■ WHAT THE TASK ASKS:
In the entries below, spot each line with the word "that" and copy it.

Segmentation mask data
:::::

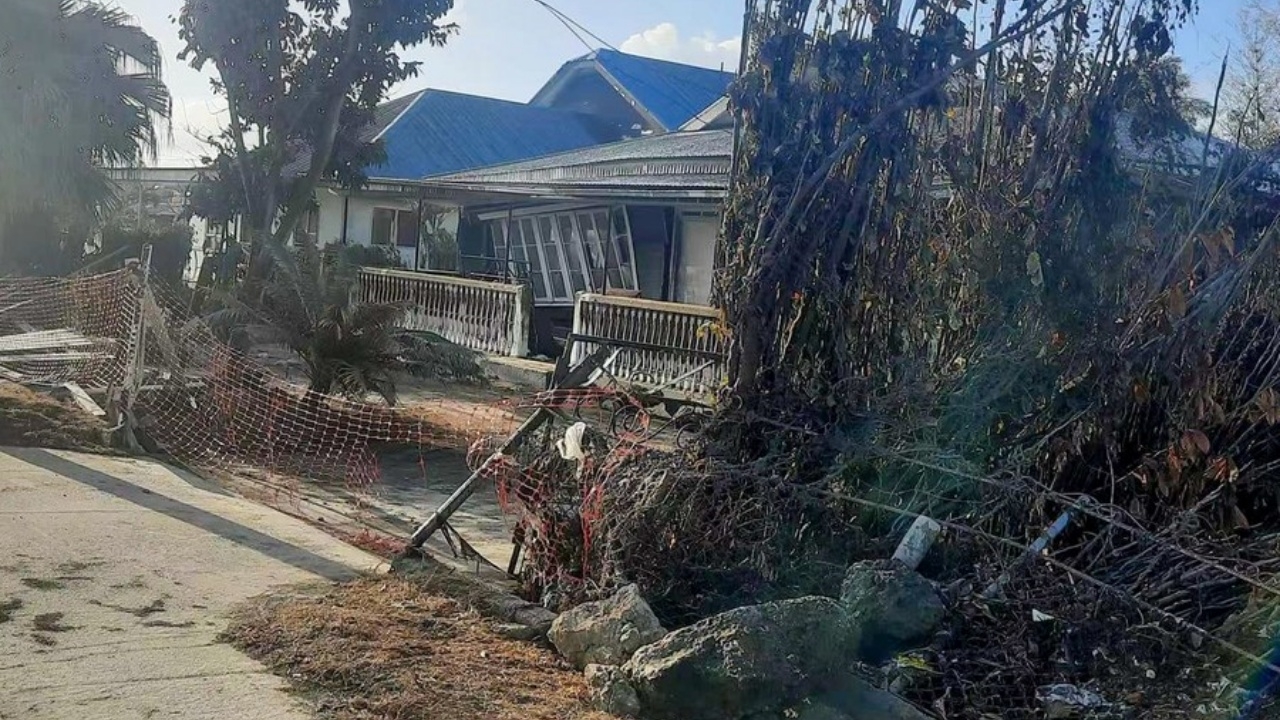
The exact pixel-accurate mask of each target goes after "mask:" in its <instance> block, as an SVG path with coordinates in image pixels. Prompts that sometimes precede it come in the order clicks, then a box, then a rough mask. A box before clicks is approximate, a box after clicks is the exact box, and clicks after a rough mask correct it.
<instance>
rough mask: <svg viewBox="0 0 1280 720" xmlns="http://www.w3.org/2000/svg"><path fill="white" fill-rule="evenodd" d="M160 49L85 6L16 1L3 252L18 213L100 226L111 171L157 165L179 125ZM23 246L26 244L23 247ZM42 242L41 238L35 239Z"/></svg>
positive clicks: (81, 1)
mask: <svg viewBox="0 0 1280 720" xmlns="http://www.w3.org/2000/svg"><path fill="white" fill-rule="evenodd" d="M163 64H164V63H163V59H161V55H160V47H159V45H157V44H156V41H155V40H154V38H152V37H151V36H148V35H147V33H146V32H143V31H142V28H140V27H137V26H134V24H132V22H131V18H129V17H128V15H127V14H125V13H123V12H122V10H118V9H114V8H108V6H105V5H101V4H97V3H92V1H84V0H8V3H5V8H4V22H0V96H3V97H4V99H5V100H4V102H0V251H4V250H5V246H4V243H5V242H8V240H6V238H5V237H4V234H3V232H4V231H3V225H4V224H8V222H9V220H10V219H12V218H13V217H14V215H15V214H18V213H23V211H31V210H38V211H41V213H46V214H56V215H60V217H63V215H72V217H99V215H100V214H101V211H102V210H104V209H105V208H108V206H109V205H110V204H111V202H113V201H114V190H113V184H111V182H110V179H109V178H108V177H106V174H105V172H104V169H105V168H109V167H125V165H136V164H140V163H141V161H142V160H145V159H146V158H148V156H152V155H154V154H155V150H156V143H157V140H159V132H157V126H161V123H164V122H166V119H168V118H169V115H170V100H169V91H168V90H166V88H165V86H164V82H163V81H161V78H160V73H161V67H163ZM14 240H17V238H14ZM32 240H33V241H37V242H38V238H32Z"/></svg>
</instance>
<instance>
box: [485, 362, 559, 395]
mask: <svg viewBox="0 0 1280 720" xmlns="http://www.w3.org/2000/svg"><path fill="white" fill-rule="evenodd" d="M485 365H486V368H485V369H486V370H488V372H489V374H490V375H492V377H494V378H497V379H498V380H499V382H503V383H507V384H509V386H515V387H517V388H520V389H531V391H544V389H547V386H548V384H549V383H550V379H552V375H553V374H554V373H556V363H552V361H543V360H530V359H527V357H503V356H499V355H486V356H485Z"/></svg>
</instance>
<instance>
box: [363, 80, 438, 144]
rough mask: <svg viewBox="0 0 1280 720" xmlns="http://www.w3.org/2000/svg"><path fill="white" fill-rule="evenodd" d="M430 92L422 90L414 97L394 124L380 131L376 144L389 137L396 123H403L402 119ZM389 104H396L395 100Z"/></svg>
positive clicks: (427, 89) (400, 111)
mask: <svg viewBox="0 0 1280 720" xmlns="http://www.w3.org/2000/svg"><path fill="white" fill-rule="evenodd" d="M429 91H430V88H429V87H424V88H422V90H419V91H417V94H416V95H417V96H416V97H413V100H411V101H410V104H408V105H406V106H404V109H403V110H401V111H399V114H398V115H396V119H393V120H392V122H389V123H387V126H384V127H383V128H381V129H380V131H378V135H375V136H374V142H378V141H379V140H381V138H383V136H384V135H387V132H388V131H390V129H392V128H393V127H396V123H398V122H401V118H403V117H404V115H407V114H408V113H410V110H412V109H413V108H415V106H416V105H417V104H419V102H421V101H422V97H426V94H428V92H429ZM389 102H394V100H390V101H389Z"/></svg>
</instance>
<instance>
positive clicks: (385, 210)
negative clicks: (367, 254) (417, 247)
mask: <svg viewBox="0 0 1280 720" xmlns="http://www.w3.org/2000/svg"><path fill="white" fill-rule="evenodd" d="M369 242H370V245H396V246H399V247H417V222H416V214H415V213H413V211H412V210H393V209H390V208H374V227H372V231H371V232H370V233H369Z"/></svg>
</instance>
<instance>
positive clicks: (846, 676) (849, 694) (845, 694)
mask: <svg viewBox="0 0 1280 720" xmlns="http://www.w3.org/2000/svg"><path fill="white" fill-rule="evenodd" d="M814 700H815V702H817V703H819V705H822V706H824V707H828V708H832V710H835V711H836V712H840V714H841V715H845V716H849V717H856V719H858V720H929V716H928V715H925V714H923V712H920V711H919V710H916V708H915V706H914V705H911V703H909V702H906V701H905V700H902V698H900V697H897V696H896V694H893V693H891V692H887V691H882V689H879V688H877V687H876V685H872V684H870V683H869V682H867V680H864V679H863V678H859V676H858V675H854V674H845V675H842V676H841V678H840V679H838V680H836V682H832V683H831V684H829V685H828V689H827V692H824V693H822V694H820V696H818V697H817V698H814ZM800 717H805V715H803V714H801V715H800Z"/></svg>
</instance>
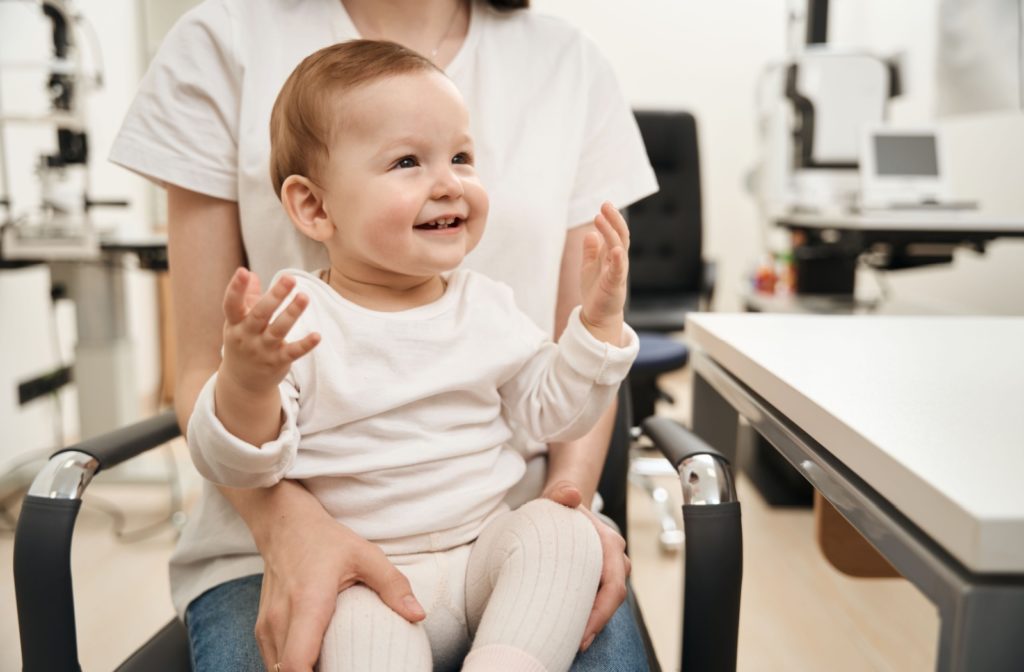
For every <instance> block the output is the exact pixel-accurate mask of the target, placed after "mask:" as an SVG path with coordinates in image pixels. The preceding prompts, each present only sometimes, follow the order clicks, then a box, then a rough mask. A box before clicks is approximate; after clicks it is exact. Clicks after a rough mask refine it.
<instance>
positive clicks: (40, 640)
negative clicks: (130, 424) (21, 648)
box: [14, 412, 180, 671]
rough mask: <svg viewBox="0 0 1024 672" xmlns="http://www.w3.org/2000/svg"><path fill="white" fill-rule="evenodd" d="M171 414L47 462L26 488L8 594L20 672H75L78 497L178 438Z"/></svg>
mask: <svg viewBox="0 0 1024 672" xmlns="http://www.w3.org/2000/svg"><path fill="white" fill-rule="evenodd" d="M179 434H180V431H179V430H178V423H177V420H176V419H175V417H174V414H173V413H171V412H167V413H165V414H163V415H160V416H157V417H155V418H151V419H150V420H144V421H142V422H139V423H136V424H134V425H131V426H129V427H125V428H123V429H118V430H116V431H113V432H110V433H108V434H103V435H101V436H97V437H95V438H90V439H88V440H85V442H82V443H80V444H77V445H75V446H72V447H70V448H67V449H63V450H61V451H58V452H57V453H55V454H54V455H52V456H51V457H50V459H49V461H48V462H47V463H46V465H45V466H44V467H43V469H42V470H41V471H40V472H39V474H38V475H37V476H36V478H35V480H33V482H32V486H31V487H30V489H29V494H28V495H26V497H25V501H24V503H23V505H22V513H20V515H19V516H18V519H17V529H16V530H15V532H14V592H15V596H16V598H17V622H18V629H19V631H20V639H22V667H23V670H26V671H33V670H79V669H80V666H79V663H78V639H77V634H76V631H75V599H74V593H73V591H72V579H71V541H72V534H73V533H74V530H75V520H76V518H77V517H78V511H79V509H80V508H81V506H82V495H83V493H84V492H85V489H86V487H88V485H89V482H90V481H91V480H92V477H93V476H94V475H95V474H96V473H97V472H98V471H99V470H100V469H106V468H110V467H113V466H115V465H116V464H120V463H121V462H124V461H125V460H127V459H129V458H131V457H134V456H136V455H139V454H141V453H144V452H145V451H147V450H150V449H152V448H156V447H157V446H160V445H162V444H165V443H167V442H168V440H170V439H171V438H174V437H175V436H177V435H179Z"/></svg>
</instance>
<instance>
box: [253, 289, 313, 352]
mask: <svg viewBox="0 0 1024 672" xmlns="http://www.w3.org/2000/svg"><path fill="white" fill-rule="evenodd" d="M307 305H309V297H308V296H306V295H305V294H302V293H299V294H296V295H295V298H294V299H292V302H291V303H289V304H288V307H287V308H285V309H284V310H282V311H281V312H280V313H279V314H278V318H276V320H274V321H273V322H272V323H270V326H269V327H268V328H267V330H266V331H265V332H264V334H265V336H266V337H268V338H269V339H271V340H279V341H280V340H284V338H285V336H288V332H290V331H291V330H292V327H293V326H295V321H296V320H298V319H299V316H300V314H302V311H303V310H305V309H306V306H307Z"/></svg>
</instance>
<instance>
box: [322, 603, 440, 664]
mask: <svg viewBox="0 0 1024 672" xmlns="http://www.w3.org/2000/svg"><path fill="white" fill-rule="evenodd" d="M366 669H375V670H386V671H389V672H390V671H394V672H399V671H400V672H408V671H409V670H420V671H427V670H430V669H431V657H430V644H429V642H428V640H427V636H426V633H425V631H424V630H423V627H422V626H421V625H419V624H413V623H410V622H409V621H407V620H406V619H403V618H402V617H400V616H398V614H396V613H395V612H394V611H392V610H391V607H389V606H388V605H387V604H385V603H384V601H383V600H382V599H381V598H380V596H379V595H378V594H377V593H376V592H374V591H373V590H371V589H370V588H367V587H366V586H362V585H355V586H352V587H350V588H347V589H345V590H343V591H341V592H340V593H338V600H337V603H336V606H335V612H334V617H333V618H332V619H331V624H330V625H329V626H328V629H327V632H326V633H325V635H324V644H323V646H322V647H321V661H319V666H318V670H319V671H321V672H348V671H350V670H366Z"/></svg>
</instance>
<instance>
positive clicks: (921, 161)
mask: <svg viewBox="0 0 1024 672" xmlns="http://www.w3.org/2000/svg"><path fill="white" fill-rule="evenodd" d="M945 163H946V160H945V156H944V152H943V146H942V139H941V137H940V135H939V132H938V130H937V129H936V128H934V127H925V126H918V127H898V126H873V127H869V128H867V129H866V130H865V132H864V136H863V142H862V144H861V154H860V178H861V190H862V191H861V205H862V206H863V207H865V208H890V207H901V206H902V207H906V206H911V207H912V206H915V205H936V204H942V203H945V202H947V201H948V196H949V188H948V183H947V178H946V171H945Z"/></svg>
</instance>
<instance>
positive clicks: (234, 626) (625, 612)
mask: <svg viewBox="0 0 1024 672" xmlns="http://www.w3.org/2000/svg"><path fill="white" fill-rule="evenodd" d="M262 582H263V576H262V575H259V574H257V575H253V576H250V577H243V578H241V579H236V580H233V581H228V582H226V583H222V584H220V585H219V586H217V587H216V588H212V589H210V590H208V591H206V592H205V593H203V594H202V595H200V596H199V597H197V598H196V599H194V600H193V601H191V603H190V604H189V605H188V608H187V610H186V611H185V625H186V626H187V627H188V640H189V642H190V646H191V659H193V669H194V670H195V671H196V672H228V671H236V670H237V671H239V672H249V671H250V670H251V671H253V672H262V670H263V669H264V668H263V661H262V659H261V658H260V655H259V647H258V646H257V645H256V637H255V635H254V634H253V633H254V631H255V628H256V613H257V611H258V610H259V591H260V585H261V584H262ZM646 670H647V657H646V654H645V652H644V646H643V639H642V638H641V637H640V631H639V630H638V629H637V625H636V622H635V621H634V619H633V613H632V612H631V611H630V607H629V603H628V602H623V605H622V606H620V607H618V611H617V612H615V614H614V615H613V616H612V617H611V620H610V621H608V624H607V625H606V626H604V630H602V631H601V633H600V634H599V635H598V636H597V638H596V639H595V640H594V643H593V644H591V646H590V648H588V649H587V650H586V652H584V653H583V654H580V655H579V656H577V658H575V661H573V662H572V667H571V668H570V672H646Z"/></svg>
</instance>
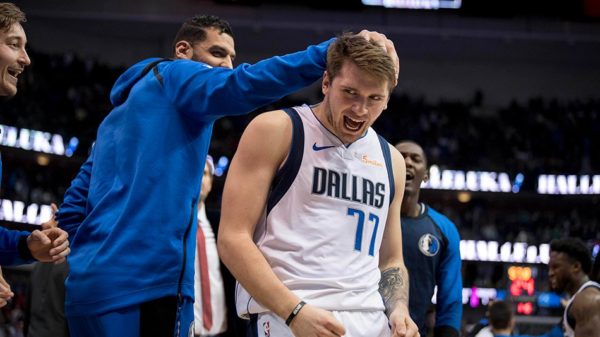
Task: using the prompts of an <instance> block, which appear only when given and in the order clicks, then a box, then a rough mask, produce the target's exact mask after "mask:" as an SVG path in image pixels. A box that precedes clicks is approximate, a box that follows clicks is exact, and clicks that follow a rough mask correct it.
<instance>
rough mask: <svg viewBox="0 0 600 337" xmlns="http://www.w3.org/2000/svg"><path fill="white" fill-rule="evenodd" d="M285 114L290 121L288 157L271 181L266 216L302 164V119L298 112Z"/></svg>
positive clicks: (285, 109)
mask: <svg viewBox="0 0 600 337" xmlns="http://www.w3.org/2000/svg"><path fill="white" fill-rule="evenodd" d="M283 111H285V113H287V114H288V116H290V119H291V120H292V145H291V146H290V151H289V153H288V157H287V159H286V161H285V164H283V167H282V168H281V169H280V170H279V171H278V172H277V174H276V175H275V178H274V179H273V187H272V188H271V192H270V193H269V198H268V200H267V214H269V212H271V209H273V207H275V205H276V204H277V203H278V202H279V200H281V198H283V195H284V194H285V192H287V190H288V189H289V188H290V186H292V183H293V182H294V179H295V178H296V175H298V171H300V164H302V157H303V155H304V126H303V125H302V119H301V118H300V115H298V112H297V111H296V110H294V109H292V108H288V109H284V110H283Z"/></svg>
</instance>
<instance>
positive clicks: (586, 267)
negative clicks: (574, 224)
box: [550, 238, 592, 274]
mask: <svg viewBox="0 0 600 337" xmlns="http://www.w3.org/2000/svg"><path fill="white" fill-rule="evenodd" d="M550 251H551V252H558V253H564V254H566V255H568V256H569V257H570V258H571V259H573V260H575V261H577V262H579V263H580V264H581V270H583V272H584V273H586V274H589V273H590V271H591V269H592V256H591V253H590V250H589V249H588V247H587V246H586V245H585V243H584V242H583V241H582V240H581V239H578V238H564V239H556V240H552V242H550Z"/></svg>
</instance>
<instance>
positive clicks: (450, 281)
mask: <svg viewBox="0 0 600 337" xmlns="http://www.w3.org/2000/svg"><path fill="white" fill-rule="evenodd" d="M421 206H422V207H424V208H425V211H424V212H423V214H421V215H419V216H418V217H415V218H411V217H404V216H403V217H402V218H401V223H402V252H403V255H404V264H405V265H406V268H407V269H408V273H409V277H410V294H409V296H410V297H409V311H410V315H411V317H412V319H413V320H414V321H415V323H416V324H417V326H418V327H419V332H420V333H421V336H425V335H426V333H425V315H426V312H427V309H428V308H429V306H430V305H431V298H432V297H433V292H434V288H435V286H436V285H437V287H438V290H437V296H436V303H437V304H436V323H435V336H436V337H439V336H458V335H459V331H460V325H461V319H462V276H461V260H460V236H459V234H458V231H457V230H456V226H454V224H453V223H452V222H451V221H450V220H448V218H446V217H445V216H443V215H442V214H440V213H438V212H437V211H435V210H434V209H432V208H430V207H429V206H427V205H425V204H421Z"/></svg>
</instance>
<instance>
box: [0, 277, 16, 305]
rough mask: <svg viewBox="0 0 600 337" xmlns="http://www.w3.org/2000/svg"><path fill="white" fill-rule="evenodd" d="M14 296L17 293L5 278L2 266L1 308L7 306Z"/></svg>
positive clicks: (1, 286)
mask: <svg viewBox="0 0 600 337" xmlns="http://www.w3.org/2000/svg"><path fill="white" fill-rule="evenodd" d="M14 296H15V294H14V293H13V292H12V290H11V289H10V285H9V284H8V282H6V280H5V279H4V275H2V268H0V308H2V307H3V306H5V305H6V304H7V303H8V301H10V300H11V299H12V298H13V297H14Z"/></svg>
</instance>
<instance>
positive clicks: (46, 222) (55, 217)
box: [41, 203, 58, 229]
mask: <svg viewBox="0 0 600 337" xmlns="http://www.w3.org/2000/svg"><path fill="white" fill-rule="evenodd" d="M50 208H51V209H52V217H51V218H50V220H48V221H46V222H44V223H42V225H41V226H42V229H49V228H53V227H57V226H58V222H57V221H56V212H58V206H56V204H55V203H52V204H50Z"/></svg>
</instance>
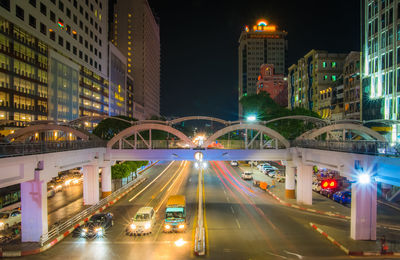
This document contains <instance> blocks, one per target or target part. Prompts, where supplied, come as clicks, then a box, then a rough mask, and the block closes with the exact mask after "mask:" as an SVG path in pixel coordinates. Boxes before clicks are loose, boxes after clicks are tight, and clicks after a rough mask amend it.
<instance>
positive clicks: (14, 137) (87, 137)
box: [6, 124, 90, 141]
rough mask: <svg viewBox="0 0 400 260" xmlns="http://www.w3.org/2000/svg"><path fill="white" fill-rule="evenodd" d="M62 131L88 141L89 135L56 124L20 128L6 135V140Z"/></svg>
mask: <svg viewBox="0 0 400 260" xmlns="http://www.w3.org/2000/svg"><path fill="white" fill-rule="evenodd" d="M53 130H57V131H62V132H64V133H72V134H74V135H75V136H77V137H79V138H81V139H83V140H89V136H90V135H89V133H84V132H82V131H81V130H77V129H75V128H72V127H69V126H63V125H56V124H42V125H31V126H27V127H24V128H20V129H18V130H16V131H15V132H14V133H13V134H10V135H7V136H6V138H7V139H8V140H10V141H11V140H12V139H17V138H18V137H22V136H26V135H28V134H35V133H37V132H45V131H53Z"/></svg>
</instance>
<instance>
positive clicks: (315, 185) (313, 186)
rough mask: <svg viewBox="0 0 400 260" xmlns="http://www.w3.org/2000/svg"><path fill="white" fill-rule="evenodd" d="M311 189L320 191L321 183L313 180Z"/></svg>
mask: <svg viewBox="0 0 400 260" xmlns="http://www.w3.org/2000/svg"><path fill="white" fill-rule="evenodd" d="M312 189H313V191H316V192H320V191H321V183H320V182H314V183H313V188H312Z"/></svg>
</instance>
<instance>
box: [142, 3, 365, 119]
mask: <svg viewBox="0 0 400 260" xmlns="http://www.w3.org/2000/svg"><path fill="white" fill-rule="evenodd" d="M149 3H150V6H151V7H152V8H153V9H154V11H155V13H156V15H157V16H158V17H159V19H160V30H161V114H162V115H164V116H186V115H209V116H215V117H219V118H223V119H226V120H236V119H237V116H238V115H237V111H238V74H237V73H238V46H239V44H238V40H239V36H240V33H241V30H242V28H243V26H244V25H249V26H252V25H254V24H255V23H256V21H257V20H258V19H260V18H265V19H267V21H268V22H269V23H270V24H276V25H277V26H278V29H280V30H285V31H287V32H288V45H289V53H288V59H289V65H291V64H294V63H297V60H298V59H299V58H300V57H302V56H304V55H305V54H306V53H307V52H308V51H310V50H311V49H319V50H327V51H330V52H345V53H347V52H350V51H352V50H354V51H359V50H360V1H359V0H335V1H321V0H307V1H298V0H291V1H286V0H279V1H276V0H274V1H268V0H264V1H256V0H246V1H228V0H209V1H205V0H203V1H202V0H172V1H171V0H170V1H166V0H149Z"/></svg>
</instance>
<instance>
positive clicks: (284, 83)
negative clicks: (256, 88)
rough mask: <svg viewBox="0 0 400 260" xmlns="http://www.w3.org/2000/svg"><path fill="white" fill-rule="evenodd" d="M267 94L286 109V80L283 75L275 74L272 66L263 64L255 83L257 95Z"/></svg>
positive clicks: (280, 105) (286, 104) (265, 64)
mask: <svg viewBox="0 0 400 260" xmlns="http://www.w3.org/2000/svg"><path fill="white" fill-rule="evenodd" d="M260 92H267V93H268V94H269V96H270V97H271V98H272V99H273V100H274V101H275V102H276V103H277V104H279V105H280V106H282V107H287V97H288V95H287V78H286V77H284V75H283V74H275V70H274V65H273V64H263V65H261V67H260V75H259V76H258V81H257V94H259V93H260Z"/></svg>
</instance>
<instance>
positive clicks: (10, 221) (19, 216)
mask: <svg viewBox="0 0 400 260" xmlns="http://www.w3.org/2000/svg"><path fill="white" fill-rule="evenodd" d="M20 222H21V211H20V210H9V211H3V212H0V230H7V229H8V228H9V227H12V226H14V225H15V224H18V223H20Z"/></svg>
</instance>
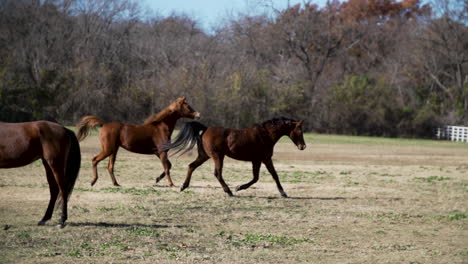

:::::

■ RESULT:
The exact pixel-accurate mask of each target goes after "mask:" in its <instance> block, as an SVG path with coordinates in image pixels. Prompts that sometimes precede it come in the order clicks, then a box, then a rough mask. A box before clicks is approximate, a box after clicks is the exact box, and clicks after a rough mask correct it.
Task: using the prompts of an <instance> block, which appear only when given and in the order clicks, then a box, then a rough mask, produce the target's exact mask after "mask:" as an SVG path in image pixels. A box that precedes clicks is approximate, a box that follows clicks is exact, and clicks that follow a rough mask correct it.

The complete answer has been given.